__Given request__:
Return each of the following items line for line, with no changes.

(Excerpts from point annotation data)
-- begin --
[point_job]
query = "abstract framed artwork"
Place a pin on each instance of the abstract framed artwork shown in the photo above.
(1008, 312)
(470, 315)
-- end --
__Solved problem__:
[point_job]
query = "abstract framed artwork"
Place a pin on each instance of the abstract framed artwork shown in the photo above.
(1008, 312)
(470, 315)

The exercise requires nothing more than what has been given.